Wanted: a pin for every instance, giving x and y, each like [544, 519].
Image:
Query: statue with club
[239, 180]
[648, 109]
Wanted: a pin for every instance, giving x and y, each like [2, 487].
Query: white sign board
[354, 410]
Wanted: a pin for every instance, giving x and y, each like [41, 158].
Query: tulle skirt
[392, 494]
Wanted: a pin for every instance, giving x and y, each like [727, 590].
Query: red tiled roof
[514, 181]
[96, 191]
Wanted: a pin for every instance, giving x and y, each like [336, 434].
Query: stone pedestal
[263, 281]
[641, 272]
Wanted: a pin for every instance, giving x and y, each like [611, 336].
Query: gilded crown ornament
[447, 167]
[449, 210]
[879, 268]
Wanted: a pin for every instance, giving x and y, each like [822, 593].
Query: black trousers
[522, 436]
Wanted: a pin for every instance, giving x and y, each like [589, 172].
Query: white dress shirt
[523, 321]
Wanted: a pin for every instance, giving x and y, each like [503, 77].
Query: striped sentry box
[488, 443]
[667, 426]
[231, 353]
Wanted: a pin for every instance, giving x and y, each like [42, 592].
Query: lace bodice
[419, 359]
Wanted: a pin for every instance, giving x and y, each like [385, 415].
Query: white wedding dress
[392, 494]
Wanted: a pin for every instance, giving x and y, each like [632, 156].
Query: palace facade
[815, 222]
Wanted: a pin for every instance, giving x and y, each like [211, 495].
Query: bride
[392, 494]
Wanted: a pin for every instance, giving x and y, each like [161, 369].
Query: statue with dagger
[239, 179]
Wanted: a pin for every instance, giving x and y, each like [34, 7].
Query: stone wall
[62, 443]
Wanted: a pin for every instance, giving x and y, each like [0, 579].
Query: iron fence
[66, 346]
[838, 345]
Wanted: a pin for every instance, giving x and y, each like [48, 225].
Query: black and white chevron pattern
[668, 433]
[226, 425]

********************

> [Your task] Return, unchanged, the lines of the entries from the one that contains "like [211, 495]." through the final line of the entries, including both of those lines.

> [Final result]
Wanted: a pin for every instance, giving x and y, each like [211, 495].
Query: bride
[392, 494]
Wanted: a pin for every instance, giving x and y, each like [161, 369].
Query: statue with dagger
[239, 179]
Wanted: a pin for every instance, giving x and y, each like [34, 7].
Query: stone wall
[62, 443]
Wanted: a pin for every instance, giving x and y, each like [0, 579].
Query: iron fence
[66, 346]
[838, 345]
Wanted: a pin for every instance, giving x and y, each like [48, 225].
Query: black and white chevron pattern
[668, 433]
[226, 425]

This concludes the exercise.